** start DATA SHOWN **

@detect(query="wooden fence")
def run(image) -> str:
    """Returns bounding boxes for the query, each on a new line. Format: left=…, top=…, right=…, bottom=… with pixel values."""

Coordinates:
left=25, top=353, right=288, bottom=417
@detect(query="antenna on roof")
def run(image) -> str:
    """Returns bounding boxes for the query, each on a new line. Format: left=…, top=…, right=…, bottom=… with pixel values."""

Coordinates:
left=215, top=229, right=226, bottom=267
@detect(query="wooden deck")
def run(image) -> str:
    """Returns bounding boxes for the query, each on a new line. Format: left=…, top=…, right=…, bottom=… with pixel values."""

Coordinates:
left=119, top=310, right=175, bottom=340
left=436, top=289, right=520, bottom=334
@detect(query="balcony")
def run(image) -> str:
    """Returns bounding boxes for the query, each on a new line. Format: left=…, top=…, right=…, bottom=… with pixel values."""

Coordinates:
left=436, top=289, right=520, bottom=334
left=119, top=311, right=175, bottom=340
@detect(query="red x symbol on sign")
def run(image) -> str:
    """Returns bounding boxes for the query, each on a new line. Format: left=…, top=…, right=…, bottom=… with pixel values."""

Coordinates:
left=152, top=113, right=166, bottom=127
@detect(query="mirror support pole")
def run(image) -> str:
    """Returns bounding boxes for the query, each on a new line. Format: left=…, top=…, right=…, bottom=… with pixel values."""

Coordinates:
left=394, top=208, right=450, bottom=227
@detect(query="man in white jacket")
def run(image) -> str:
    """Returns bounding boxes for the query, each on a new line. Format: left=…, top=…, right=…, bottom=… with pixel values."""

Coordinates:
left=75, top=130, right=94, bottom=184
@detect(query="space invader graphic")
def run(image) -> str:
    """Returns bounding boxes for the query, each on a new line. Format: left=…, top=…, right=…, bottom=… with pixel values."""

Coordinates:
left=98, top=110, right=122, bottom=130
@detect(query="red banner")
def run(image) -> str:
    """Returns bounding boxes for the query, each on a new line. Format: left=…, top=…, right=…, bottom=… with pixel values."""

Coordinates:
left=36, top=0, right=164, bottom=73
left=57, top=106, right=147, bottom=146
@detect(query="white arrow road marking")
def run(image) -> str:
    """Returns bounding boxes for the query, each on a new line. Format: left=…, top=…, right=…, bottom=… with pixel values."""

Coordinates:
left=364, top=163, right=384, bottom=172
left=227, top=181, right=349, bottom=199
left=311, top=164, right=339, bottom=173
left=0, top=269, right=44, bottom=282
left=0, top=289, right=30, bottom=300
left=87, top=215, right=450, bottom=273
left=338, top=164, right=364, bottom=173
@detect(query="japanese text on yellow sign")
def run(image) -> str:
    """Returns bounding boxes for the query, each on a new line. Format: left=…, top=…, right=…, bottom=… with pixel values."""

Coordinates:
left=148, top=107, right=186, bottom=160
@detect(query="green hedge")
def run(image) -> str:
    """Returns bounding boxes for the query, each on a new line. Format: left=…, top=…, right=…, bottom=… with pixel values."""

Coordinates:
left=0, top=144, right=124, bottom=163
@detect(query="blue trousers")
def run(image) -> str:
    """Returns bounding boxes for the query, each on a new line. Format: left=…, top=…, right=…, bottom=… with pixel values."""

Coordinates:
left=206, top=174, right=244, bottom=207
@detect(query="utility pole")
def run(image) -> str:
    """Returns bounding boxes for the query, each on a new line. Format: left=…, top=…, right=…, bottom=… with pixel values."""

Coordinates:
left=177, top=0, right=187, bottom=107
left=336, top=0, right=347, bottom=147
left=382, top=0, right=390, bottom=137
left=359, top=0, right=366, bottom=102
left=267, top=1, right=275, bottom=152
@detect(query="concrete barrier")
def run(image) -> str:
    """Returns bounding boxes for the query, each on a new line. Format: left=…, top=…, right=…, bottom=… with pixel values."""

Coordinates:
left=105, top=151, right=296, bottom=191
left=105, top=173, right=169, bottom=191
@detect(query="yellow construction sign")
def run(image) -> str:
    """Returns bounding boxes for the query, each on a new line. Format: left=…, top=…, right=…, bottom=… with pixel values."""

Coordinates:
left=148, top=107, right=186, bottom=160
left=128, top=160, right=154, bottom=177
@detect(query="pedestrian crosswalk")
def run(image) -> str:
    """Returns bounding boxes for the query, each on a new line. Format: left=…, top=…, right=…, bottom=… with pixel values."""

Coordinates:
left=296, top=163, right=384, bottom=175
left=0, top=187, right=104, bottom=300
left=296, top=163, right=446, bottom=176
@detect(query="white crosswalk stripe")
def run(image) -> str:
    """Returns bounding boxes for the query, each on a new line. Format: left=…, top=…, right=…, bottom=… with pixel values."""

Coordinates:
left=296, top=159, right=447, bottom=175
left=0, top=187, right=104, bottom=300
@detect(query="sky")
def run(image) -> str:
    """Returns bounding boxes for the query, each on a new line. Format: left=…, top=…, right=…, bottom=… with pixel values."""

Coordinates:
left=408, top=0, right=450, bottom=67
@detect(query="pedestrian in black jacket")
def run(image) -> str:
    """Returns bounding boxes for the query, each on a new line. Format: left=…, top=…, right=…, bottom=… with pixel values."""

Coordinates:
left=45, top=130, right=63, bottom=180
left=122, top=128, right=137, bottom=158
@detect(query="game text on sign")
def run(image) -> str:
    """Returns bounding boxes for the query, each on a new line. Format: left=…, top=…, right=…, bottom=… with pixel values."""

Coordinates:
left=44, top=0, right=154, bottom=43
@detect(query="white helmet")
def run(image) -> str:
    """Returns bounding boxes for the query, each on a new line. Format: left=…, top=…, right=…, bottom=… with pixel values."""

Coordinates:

** end DATA SHOWN **

● **DIRECTIONS**: Return every one of the entries above again, line for line and unchanged.

● **RESULT FOR THIS EXERCISE**:
@detect(query="wooden fence")
def run(image) -> str:
    """Returns bounding boxes for the query, each on a new line. Format: left=…, top=…, right=…, bottom=… with pixel values."""

Coordinates:
left=25, top=353, right=288, bottom=417
@detect(query="antenna on roof")
def run(image) -> str:
    """Returns bounding boxes for the query, each on a new line. Format: left=…, top=…, right=…, bottom=… with pixel values."""

Coordinates:
left=215, top=229, right=226, bottom=267
@detect(query="wooden deck")
def run(image) -> str:
    """Returns bounding boxes for the query, each on a new line. Format: left=…, top=…, right=…, bottom=… with pixel values."""

Coordinates:
left=119, top=310, right=175, bottom=340
left=436, top=289, right=520, bottom=334
@detect(query="balcony")
def run(image) -> str:
    """Returns bounding boxes for the query, each on a new line. Format: left=…, top=…, right=…, bottom=… with pixel values."""

Coordinates:
left=436, top=289, right=520, bottom=334
left=119, top=311, right=175, bottom=340
@detect(query="red x symbol on sign")
def run(image) -> str:
    """Returns bounding boxes for the query, each on a new line. Format: left=…, top=…, right=…, bottom=… with pixel values."""

Coordinates:
left=152, top=113, right=166, bottom=127
@detect(query="mirror support pole")
def run(image) -> str:
    """Returns bounding boxes for the query, each on a new line. Format: left=…, top=…, right=…, bottom=… with pixel values."""

Coordinates:
left=394, top=208, right=450, bottom=227
@detect(query="man in white jacket")
def run(image) -> str:
    """Returns bounding boxes for the query, each on a new line. Format: left=…, top=…, right=…, bottom=… with pixel values."""

Coordinates:
left=75, top=130, right=94, bottom=184
@detect(query="space invader graphic")
def run(image) -> str:
    """Returns bounding boxes for the query, each on a new line. Format: left=…, top=…, right=…, bottom=… with pixel values."""

Coordinates:
left=98, top=110, right=122, bottom=130
@detect(query="red banner")
def run(image) -> str:
    """Returns bounding boxes for the query, each on a new line. Format: left=…, top=…, right=…, bottom=… with pixel values."""

Coordinates:
left=36, top=0, right=164, bottom=73
left=57, top=106, right=147, bottom=146
@detect(query="white arrow road marking")
def run(image) -> str:
    """Returns bounding boxes for the query, each on a new line. Format: left=…, top=…, right=…, bottom=… with pixel values."""

Coordinates:
left=364, top=163, right=384, bottom=172
left=227, top=181, right=349, bottom=199
left=311, top=164, right=339, bottom=173
left=0, top=269, right=44, bottom=282
left=0, top=289, right=30, bottom=300
left=87, top=215, right=450, bottom=273
left=338, top=164, right=364, bottom=173
@detect(query="japanese text on yellow sign")
def run(image) -> str:
    """Returns bounding boxes for the query, each on a new line. Format: left=…, top=…, right=…, bottom=… with pixel values."""

Coordinates:
left=148, top=107, right=186, bottom=160
@detect(query="green hedge")
def run(image) -> str:
    """Returns bounding boxes for the query, each on a new line. Format: left=…, top=…, right=…, bottom=… with pixel values."""

Coordinates:
left=0, top=144, right=124, bottom=163
@detect(query="blue trousers")
def run(image) -> str:
    """Returns bounding boxes for the query, each on a new line. Format: left=…, top=…, right=…, bottom=… with pixel values."""

Coordinates:
left=206, top=174, right=244, bottom=207
@detect(query="utility pole")
def run(image) -> str:
    """Returns bounding boxes for the query, each on a new line. Format: left=…, top=…, right=…, bottom=… with pixel values."""

Coordinates:
left=177, top=0, right=187, bottom=107
left=336, top=0, right=347, bottom=147
left=382, top=0, right=390, bottom=137
left=359, top=0, right=366, bottom=102
left=267, top=1, right=275, bottom=152
@detect(query="concrete barrier")
def run(image) -> str:
    """Returns bounding boxes for the query, each on a new line. Format: left=…, top=…, right=…, bottom=… with pixel values."""

Coordinates:
left=105, top=151, right=296, bottom=191
left=105, top=173, right=169, bottom=191
@detect(query="yellow construction sign")
def run(image) -> str:
    """Returns bounding boxes for the query, each on a new line. Format: left=…, top=…, right=…, bottom=… with pixel values."""

Coordinates:
left=148, top=107, right=186, bottom=160
left=128, top=160, right=154, bottom=177
@detect(query="pedestrian crosswalk")
def run(image) -> str:
    """Returns bounding boxes for the query, each on a new line. Format: left=…, top=…, right=…, bottom=… with pixel values."""

Coordinates:
left=296, top=163, right=384, bottom=175
left=0, top=187, right=104, bottom=300
left=296, top=163, right=446, bottom=176
@detect(query="white crosswalk stripe")
def run(image) -> str:
    """Returns bounding boxes for the query, each on a new line. Format: left=…, top=…, right=…, bottom=… with pixel values."""

Coordinates:
left=296, top=159, right=447, bottom=175
left=0, top=187, right=104, bottom=300
@detect(query="sky")
def run(image) -> str:
    """Returns bounding boxes for the query, each on a new line. Format: left=…, top=…, right=…, bottom=… with pixel values."""

Coordinates:
left=408, top=0, right=450, bottom=67
@detect(query="pedestrian in black jacket")
def run(image) -> str:
    """Returns bounding boxes for the query, each on a new line. Format: left=…, top=…, right=…, bottom=… with pixel values."""

Coordinates:
left=45, top=130, right=63, bottom=180
left=122, top=128, right=137, bottom=158
@detect(query="game text on sign")
def run(image) -> str:
    """Returns bounding boxes for the query, each on a new line. Format: left=…, top=…, right=…, bottom=… with pixel values."""

Coordinates:
left=44, top=0, right=154, bottom=43
@detect(query="white helmet")
def run(image) -> str:
    """Returns bounding boxes for the query, each on a new line. Format: left=…, top=…, right=…, bottom=… with pixel values."""

Coordinates:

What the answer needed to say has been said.